--- START ---

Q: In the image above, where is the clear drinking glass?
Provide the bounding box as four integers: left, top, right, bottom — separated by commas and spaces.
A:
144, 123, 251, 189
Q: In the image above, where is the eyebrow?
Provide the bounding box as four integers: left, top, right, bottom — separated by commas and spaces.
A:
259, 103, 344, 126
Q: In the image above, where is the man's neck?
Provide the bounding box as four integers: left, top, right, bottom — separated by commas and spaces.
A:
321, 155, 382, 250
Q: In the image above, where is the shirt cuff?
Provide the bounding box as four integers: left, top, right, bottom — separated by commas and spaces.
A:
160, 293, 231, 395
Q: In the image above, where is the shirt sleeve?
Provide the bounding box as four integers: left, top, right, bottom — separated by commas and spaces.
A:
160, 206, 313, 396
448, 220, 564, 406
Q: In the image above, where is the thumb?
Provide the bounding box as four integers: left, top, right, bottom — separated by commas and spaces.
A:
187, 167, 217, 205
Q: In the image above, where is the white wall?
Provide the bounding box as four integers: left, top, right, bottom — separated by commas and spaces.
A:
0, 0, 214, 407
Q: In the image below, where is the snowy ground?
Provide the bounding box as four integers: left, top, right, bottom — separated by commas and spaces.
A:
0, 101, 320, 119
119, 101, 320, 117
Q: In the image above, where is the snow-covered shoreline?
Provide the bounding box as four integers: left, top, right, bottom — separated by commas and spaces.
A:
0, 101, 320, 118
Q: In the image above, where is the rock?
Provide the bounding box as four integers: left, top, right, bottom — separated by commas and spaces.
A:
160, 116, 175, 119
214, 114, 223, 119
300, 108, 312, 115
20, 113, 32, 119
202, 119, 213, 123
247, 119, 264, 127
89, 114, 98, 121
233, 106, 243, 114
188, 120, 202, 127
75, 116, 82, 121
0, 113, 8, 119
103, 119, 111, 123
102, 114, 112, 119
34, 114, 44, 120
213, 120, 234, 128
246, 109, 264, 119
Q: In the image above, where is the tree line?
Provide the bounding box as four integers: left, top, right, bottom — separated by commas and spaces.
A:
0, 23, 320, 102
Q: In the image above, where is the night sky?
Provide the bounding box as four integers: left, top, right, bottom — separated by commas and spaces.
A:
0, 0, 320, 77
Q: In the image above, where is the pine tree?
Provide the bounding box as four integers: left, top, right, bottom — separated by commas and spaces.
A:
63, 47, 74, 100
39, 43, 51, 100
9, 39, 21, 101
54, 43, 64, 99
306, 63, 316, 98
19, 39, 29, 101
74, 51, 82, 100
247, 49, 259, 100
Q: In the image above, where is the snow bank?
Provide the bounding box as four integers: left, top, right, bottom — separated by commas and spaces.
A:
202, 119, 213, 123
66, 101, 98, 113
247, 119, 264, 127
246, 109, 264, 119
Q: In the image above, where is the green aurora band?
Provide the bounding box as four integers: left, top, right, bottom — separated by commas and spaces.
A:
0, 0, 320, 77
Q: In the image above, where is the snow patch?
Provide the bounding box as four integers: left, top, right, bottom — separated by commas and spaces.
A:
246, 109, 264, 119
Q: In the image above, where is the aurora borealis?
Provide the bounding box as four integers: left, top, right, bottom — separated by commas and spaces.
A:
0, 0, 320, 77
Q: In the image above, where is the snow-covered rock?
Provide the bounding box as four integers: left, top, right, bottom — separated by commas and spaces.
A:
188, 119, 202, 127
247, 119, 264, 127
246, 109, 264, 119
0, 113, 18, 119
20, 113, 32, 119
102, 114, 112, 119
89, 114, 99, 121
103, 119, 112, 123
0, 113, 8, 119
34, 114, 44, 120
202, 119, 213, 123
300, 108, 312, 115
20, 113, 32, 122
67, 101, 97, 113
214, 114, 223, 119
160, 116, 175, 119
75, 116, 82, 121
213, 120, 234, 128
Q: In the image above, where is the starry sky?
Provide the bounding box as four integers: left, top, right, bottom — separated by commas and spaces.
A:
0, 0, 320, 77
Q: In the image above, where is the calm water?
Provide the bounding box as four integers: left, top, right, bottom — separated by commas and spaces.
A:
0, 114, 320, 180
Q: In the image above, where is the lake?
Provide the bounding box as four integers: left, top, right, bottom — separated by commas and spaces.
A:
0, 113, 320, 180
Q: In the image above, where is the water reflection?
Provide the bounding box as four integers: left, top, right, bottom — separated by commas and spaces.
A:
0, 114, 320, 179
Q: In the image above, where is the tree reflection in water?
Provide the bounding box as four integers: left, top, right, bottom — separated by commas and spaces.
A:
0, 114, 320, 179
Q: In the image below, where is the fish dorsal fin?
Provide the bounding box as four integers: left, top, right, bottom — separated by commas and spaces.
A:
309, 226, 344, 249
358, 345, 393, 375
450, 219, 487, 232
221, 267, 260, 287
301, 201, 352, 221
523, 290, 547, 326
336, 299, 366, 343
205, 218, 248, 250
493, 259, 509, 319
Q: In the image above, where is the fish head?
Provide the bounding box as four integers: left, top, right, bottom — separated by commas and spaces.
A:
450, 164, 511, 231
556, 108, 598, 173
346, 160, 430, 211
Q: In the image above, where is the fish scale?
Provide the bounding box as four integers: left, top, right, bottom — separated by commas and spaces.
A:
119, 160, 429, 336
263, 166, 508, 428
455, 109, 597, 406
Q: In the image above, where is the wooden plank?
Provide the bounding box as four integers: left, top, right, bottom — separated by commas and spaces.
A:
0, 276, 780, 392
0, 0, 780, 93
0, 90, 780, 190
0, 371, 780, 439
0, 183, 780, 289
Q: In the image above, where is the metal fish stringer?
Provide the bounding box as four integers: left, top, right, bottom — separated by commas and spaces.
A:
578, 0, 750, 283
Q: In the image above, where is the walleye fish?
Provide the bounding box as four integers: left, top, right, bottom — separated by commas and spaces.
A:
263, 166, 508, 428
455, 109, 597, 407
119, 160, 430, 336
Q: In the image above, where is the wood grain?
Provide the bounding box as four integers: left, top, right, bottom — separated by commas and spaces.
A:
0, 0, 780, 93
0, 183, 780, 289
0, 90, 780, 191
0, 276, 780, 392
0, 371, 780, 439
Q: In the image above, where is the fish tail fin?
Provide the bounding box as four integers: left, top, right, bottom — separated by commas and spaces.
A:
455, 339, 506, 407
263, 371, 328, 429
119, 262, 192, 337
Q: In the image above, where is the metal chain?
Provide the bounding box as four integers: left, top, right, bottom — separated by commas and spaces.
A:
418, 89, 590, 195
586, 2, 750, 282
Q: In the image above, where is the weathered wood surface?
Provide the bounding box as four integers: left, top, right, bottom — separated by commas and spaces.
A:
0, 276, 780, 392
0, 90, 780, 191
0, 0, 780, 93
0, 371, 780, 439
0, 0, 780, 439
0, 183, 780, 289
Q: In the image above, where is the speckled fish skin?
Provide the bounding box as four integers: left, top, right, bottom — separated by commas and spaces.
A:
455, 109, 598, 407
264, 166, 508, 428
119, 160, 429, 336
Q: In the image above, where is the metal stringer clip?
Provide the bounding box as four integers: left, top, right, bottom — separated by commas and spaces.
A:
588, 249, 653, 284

--- END ---

• Exercise details:
Reproduce all of the data above line for line, without altering any character.

• Written response:
Q: In the image above, where is the clear drinking glass?
Provide the bounding box as four integers: left, top, right, bottom — separated by commas and spaces.
A:
144, 123, 251, 189
Q: In the image above, where is the eyebrow?
Provide the bounding box as four integers: left, top, right, bottom — separated by commas and spaces.
A:
259, 103, 344, 126
Q: In the image above, where is the man's neck?
Provide the bounding box as four integers: left, top, right, bottom — separated by commas and spaces.
A:
321, 155, 382, 250
Q: In the image above, where is the shirt cuff?
Provide the bounding box as four integers: left, top, right, bottom — separated by commas and spaces.
A:
160, 293, 231, 395
Q: In the image above, where is the shirt sleeve?
Provide the bounding box as four integers: left, top, right, bottom — separated by commas and spaces.
A:
160, 206, 313, 396
448, 220, 564, 406
Q: In the image above, where is the thumb?
Provide the bounding box as four integers: left, top, right, bottom — separated by commas and spaces.
A:
187, 167, 217, 205
Q: In the image above, where is the white wall?
Provide the bounding box as four integers: left, top, right, bottom — separated by commas and spaces.
A:
0, 0, 214, 407
Q: In the image below, where is the snowy ground?
Provide the bounding box as four integers: left, top, right, bottom — separated by commas and spaces.
A:
0, 101, 320, 119
119, 101, 320, 117
Q: In the image above, where is the snow-covered shoreline?
Provide the bounding box as four integers: left, top, right, bottom — separated by commas and spaces.
A:
0, 101, 320, 118
Q: In the image above, where is the rock?
Provide the bounding box as four integers: left, top, right, bottom — separated by commas and spaces.
A:
160, 116, 175, 119
214, 114, 223, 119
300, 108, 312, 115
20, 113, 32, 119
202, 119, 213, 123
247, 119, 264, 127
89, 114, 98, 121
233, 106, 243, 114
188, 120, 202, 127
75, 116, 82, 121
0, 113, 8, 119
103, 119, 111, 123
102, 114, 112, 119
34, 114, 44, 120
213, 120, 234, 128
246, 109, 264, 119
Q: In the image above, where is the tree line?
Provide the bounding box as four integers: left, top, right, bottom — separated by commas and spaces.
A:
0, 23, 320, 102
Q: In the image above, where is the night sky?
Provide the bounding box as four integers: left, top, right, bottom — separated by commas and spaces.
A:
0, 0, 320, 77
Q: In the image above, where is the pine tree?
Provide the bounding box as four integers: left, top, right, bottom — separated by commas and spaces.
A:
63, 47, 74, 100
39, 43, 51, 100
9, 39, 21, 101
54, 43, 64, 99
306, 63, 316, 98
19, 39, 29, 101
74, 51, 82, 100
247, 49, 259, 100
Q: In the image above, where is the snow bank?
Provide the bounding box as four integers: left, top, right, bottom — separated by commas and spaces.
A:
202, 119, 213, 123
66, 101, 98, 113
247, 119, 264, 127
246, 109, 264, 119
Q: In the image above, where is the green aurora band?
Provide the bounding box as four integers: left, top, right, bottom — separated by commas and spaces.
A:
0, 0, 320, 77
Q: In the image above, where is the snow patch?
Provide the bounding box as four integers: left, top, right, bottom — separated by commas and spaces.
A:
246, 109, 264, 119
Q: In the image above, where is the aurora borealis?
Provide the bounding box as four integers: left, top, right, bottom — separated by commas and spaces.
A:
0, 0, 320, 77
Q: In the image above, where is the snow-covered rock?
Provide the bounding box as four integers: left, top, right, bottom — separated by commas and spaces.
A:
188, 119, 202, 127
247, 119, 264, 127
246, 109, 264, 119
0, 113, 18, 119
20, 113, 32, 119
102, 114, 112, 119
89, 114, 99, 121
103, 119, 112, 123
0, 113, 8, 119
34, 114, 44, 120
202, 119, 213, 123
300, 108, 312, 115
20, 113, 32, 122
67, 101, 97, 113
214, 114, 223, 119
160, 116, 175, 119
75, 116, 82, 121
213, 120, 234, 128
Q: In the image above, where is the starry sky?
Provide the bounding box as four integers: left, top, right, bottom — separated by commas and spaces.
A:
0, 0, 320, 77
Q: In the image above, where is the calm water?
Provide the bounding box as four integers: left, top, right, bottom — separated by commas and spaces.
A:
0, 114, 320, 180
Q: In the image above, where is the lake?
Provide the bounding box as four integers: left, top, right, bottom — separated by commas and spaces.
A:
0, 113, 320, 180
Q: In the image above, where is the water reflection?
Provide the bounding box as four integers: left, top, right, bottom — separated by commas and spaces.
A:
0, 114, 320, 179
Q: In the image above, where is the tree reflection in water?
Provide the bounding box as four integers: left, top, right, bottom — separated by commas and spaces.
A:
0, 114, 320, 179
Q: In the image below, where is the fish dorsal fin?
Provide the bounding box as four integers: left, top, right, bottom — separated by commas and spaces.
A:
309, 226, 344, 249
358, 345, 393, 375
450, 219, 487, 232
221, 267, 260, 287
301, 201, 352, 221
523, 290, 547, 326
336, 299, 366, 343
205, 218, 248, 250
493, 259, 509, 319
Q: In the image above, where is the fish head?
Provide the bounding box as four integers: left, top, right, bottom — separated by commas and spaces.
A:
450, 164, 511, 231
556, 108, 598, 173
346, 160, 430, 211
Q: In the image above, where is the fish scale?
Provide the bounding box as four integers: left, top, right, bottom — separated by commas and spaces.
A:
119, 160, 429, 336
263, 166, 508, 428
455, 109, 597, 406
Q: In the image above, where is the wooden plank?
Provide the bounding box as four integers: left, top, right, bottom — separated by commas and spaces.
A:
0, 276, 780, 392
0, 0, 780, 93
0, 90, 780, 190
0, 371, 780, 439
0, 183, 780, 289
Q: In the image above, where is the metal fish stringer?
Provide the bounding box as four integers: left, top, right, bottom — separated by commas and spaces.
A:
578, 0, 750, 283
Q: In the image above, where is the walleye fish?
Provide the bounding box as four integers: left, top, right, bottom — separated by commas and spaces.
A:
263, 166, 508, 428
455, 109, 597, 407
119, 160, 430, 336
Q: In the image above, where is the wood grain?
Provide the bounding box as four integers: left, top, right, bottom — separated by commas and spaces.
A:
0, 0, 780, 93
0, 183, 780, 289
0, 90, 780, 191
0, 276, 780, 392
0, 371, 780, 439
Q: In the image above, where is the fish tail fin?
Provide the bounding box as four integers: left, top, right, bottom — separated by commas and spaces.
A:
455, 339, 506, 407
263, 371, 328, 429
119, 262, 192, 337
Q: In the image above, where is the metal chain?
Provide the bounding box as four integers: left, top, right, bottom — separated by commas and spaces.
A:
418, 89, 590, 195
586, 2, 750, 282
Q: In the image above, where is the weathered wood surface?
Provide the bounding box as four integers: left, top, right, bottom — separated by commas and spaces.
A:
0, 276, 780, 392
0, 90, 780, 191
0, 0, 780, 93
0, 371, 780, 439
0, 0, 780, 439
0, 183, 780, 289
Q: In the image above, where is the speckled fish skin?
Provide the bounding box as four integers: left, top, right, bottom — separated by commas and spaces.
A:
455, 109, 598, 407
264, 166, 508, 428
119, 160, 429, 336
Q: In the image above, where is the metal stringer clip?
Provide the bounding box as four integers: left, top, right, bottom — separated by commas and spaces.
A:
588, 249, 653, 284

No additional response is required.